__DIRECTION__. Using the entries below, output exactly the line containing "In this exercise you will tag the green" and all lines that follow it to the end.

__DATA LISTING__.
---

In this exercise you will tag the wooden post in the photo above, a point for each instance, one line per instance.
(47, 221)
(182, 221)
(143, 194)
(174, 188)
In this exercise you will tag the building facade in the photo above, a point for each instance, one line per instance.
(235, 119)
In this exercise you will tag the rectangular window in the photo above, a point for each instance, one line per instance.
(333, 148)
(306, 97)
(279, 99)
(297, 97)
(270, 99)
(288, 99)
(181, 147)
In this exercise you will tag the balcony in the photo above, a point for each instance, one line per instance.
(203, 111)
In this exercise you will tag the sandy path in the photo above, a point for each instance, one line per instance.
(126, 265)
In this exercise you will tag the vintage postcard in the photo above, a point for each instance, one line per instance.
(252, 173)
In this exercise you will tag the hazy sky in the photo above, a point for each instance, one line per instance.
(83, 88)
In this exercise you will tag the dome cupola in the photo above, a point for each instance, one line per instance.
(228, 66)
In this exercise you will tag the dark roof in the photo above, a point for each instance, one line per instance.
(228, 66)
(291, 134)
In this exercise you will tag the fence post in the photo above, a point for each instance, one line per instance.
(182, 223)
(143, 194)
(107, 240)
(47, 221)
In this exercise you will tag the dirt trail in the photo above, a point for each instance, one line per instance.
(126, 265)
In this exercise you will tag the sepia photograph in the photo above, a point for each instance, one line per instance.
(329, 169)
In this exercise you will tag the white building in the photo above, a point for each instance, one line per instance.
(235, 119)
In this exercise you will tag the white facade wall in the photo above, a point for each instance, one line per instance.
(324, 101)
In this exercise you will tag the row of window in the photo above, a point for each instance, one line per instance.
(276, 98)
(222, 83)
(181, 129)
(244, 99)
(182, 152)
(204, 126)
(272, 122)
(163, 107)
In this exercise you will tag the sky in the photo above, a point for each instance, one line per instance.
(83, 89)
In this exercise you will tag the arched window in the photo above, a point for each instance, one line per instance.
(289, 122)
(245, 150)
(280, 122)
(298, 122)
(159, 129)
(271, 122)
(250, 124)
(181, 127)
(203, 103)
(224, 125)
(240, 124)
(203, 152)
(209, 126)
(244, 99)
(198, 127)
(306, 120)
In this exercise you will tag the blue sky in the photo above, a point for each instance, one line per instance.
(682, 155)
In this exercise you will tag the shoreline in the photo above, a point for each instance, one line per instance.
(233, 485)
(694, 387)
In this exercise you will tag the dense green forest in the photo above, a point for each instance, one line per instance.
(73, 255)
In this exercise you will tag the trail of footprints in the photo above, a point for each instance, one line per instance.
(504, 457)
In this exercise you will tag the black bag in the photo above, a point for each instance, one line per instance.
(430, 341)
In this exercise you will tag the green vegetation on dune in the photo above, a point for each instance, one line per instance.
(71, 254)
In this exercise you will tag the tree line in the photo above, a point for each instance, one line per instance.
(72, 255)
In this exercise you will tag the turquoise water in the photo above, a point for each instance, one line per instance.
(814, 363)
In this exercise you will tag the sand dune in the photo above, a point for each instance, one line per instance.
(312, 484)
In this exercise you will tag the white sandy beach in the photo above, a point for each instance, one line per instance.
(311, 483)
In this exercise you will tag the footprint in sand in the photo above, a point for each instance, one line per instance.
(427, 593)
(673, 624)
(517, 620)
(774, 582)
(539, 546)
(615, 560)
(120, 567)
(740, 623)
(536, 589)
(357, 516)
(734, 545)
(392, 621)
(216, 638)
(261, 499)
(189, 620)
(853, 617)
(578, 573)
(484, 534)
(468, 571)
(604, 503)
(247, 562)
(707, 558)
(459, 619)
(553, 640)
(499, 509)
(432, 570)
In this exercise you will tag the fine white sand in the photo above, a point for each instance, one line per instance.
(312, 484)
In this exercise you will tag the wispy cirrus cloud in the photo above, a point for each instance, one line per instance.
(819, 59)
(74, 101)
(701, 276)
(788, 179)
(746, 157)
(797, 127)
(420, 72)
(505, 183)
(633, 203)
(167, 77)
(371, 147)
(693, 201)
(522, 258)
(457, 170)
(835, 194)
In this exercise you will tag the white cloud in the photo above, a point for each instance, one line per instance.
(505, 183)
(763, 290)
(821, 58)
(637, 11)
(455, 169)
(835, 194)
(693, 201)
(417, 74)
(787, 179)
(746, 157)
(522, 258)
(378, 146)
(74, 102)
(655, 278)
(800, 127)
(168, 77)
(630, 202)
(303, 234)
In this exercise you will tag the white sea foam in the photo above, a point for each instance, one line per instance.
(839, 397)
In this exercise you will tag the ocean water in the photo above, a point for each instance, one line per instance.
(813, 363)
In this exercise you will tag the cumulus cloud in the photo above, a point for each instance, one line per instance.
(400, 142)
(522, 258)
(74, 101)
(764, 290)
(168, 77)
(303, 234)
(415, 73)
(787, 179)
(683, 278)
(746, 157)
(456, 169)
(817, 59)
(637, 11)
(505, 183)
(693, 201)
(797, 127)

---

__EXERCISE RESPONSE__.
In this exercise you will tag the green vegetation on dune in the photo above, a point for each instance, one line per instance.
(71, 254)
In this exercise you will tag the tree line in the photo above, a point for each instance, one line per instance.
(72, 255)
In this exercise you will tag the turquoise water in the photo above, a point for each instance, one line per instance.
(814, 363)
In this exercise you will tag the sand dune in the photo above, a point for each instance, one line per instance.
(312, 484)
In this exercise you will tag the white sandy beach in the photo above, a point for each instance, one line per instance.
(311, 483)
In this exercise you will tag the footprint in sand in the photo above, a point for each instance, one line per instance.
(427, 593)
(673, 624)
(517, 620)
(774, 582)
(539, 546)
(615, 560)
(120, 567)
(740, 623)
(536, 589)
(357, 516)
(734, 545)
(392, 621)
(216, 638)
(261, 499)
(189, 620)
(853, 617)
(578, 573)
(484, 534)
(468, 571)
(604, 503)
(247, 562)
(707, 558)
(459, 619)
(553, 640)
(499, 509)
(432, 570)
In this exercise you will tag the fine white sand in the photo above, a point for each instance, one line per instance.
(312, 484)
In this exercise you will tag the wispy cirrus cloud in the photo above, a point for each instance, one line per instance.
(819, 59)
(74, 101)
(701, 276)
(788, 179)
(746, 157)
(797, 127)
(420, 72)
(505, 183)
(633, 203)
(167, 77)
(371, 147)
(693, 201)
(522, 258)
(457, 170)
(835, 194)
In this exercise you will tag the white cloud in the photo above, a point for each instance, one line per instance.
(505, 183)
(763, 290)
(821, 58)
(637, 11)
(455, 169)
(835, 194)
(693, 201)
(417, 74)
(787, 179)
(746, 157)
(522, 258)
(378, 146)
(74, 102)
(655, 278)
(800, 127)
(168, 77)
(630, 202)
(303, 234)
In this exercise you will tag the white sea foam in the photo above, a point for each instance, one line per instance.
(839, 397)
In this exercise you will tag the ocean water in the photo above, a point for each instance, one line per instance.
(813, 363)
In this exercise you will tag the cumulus cloud in the photo above, a point for each instance, one line per instance.
(400, 142)
(522, 258)
(74, 101)
(764, 290)
(168, 77)
(303, 234)
(415, 73)
(787, 179)
(683, 278)
(746, 157)
(456, 169)
(817, 59)
(637, 11)
(505, 183)
(693, 201)
(797, 127)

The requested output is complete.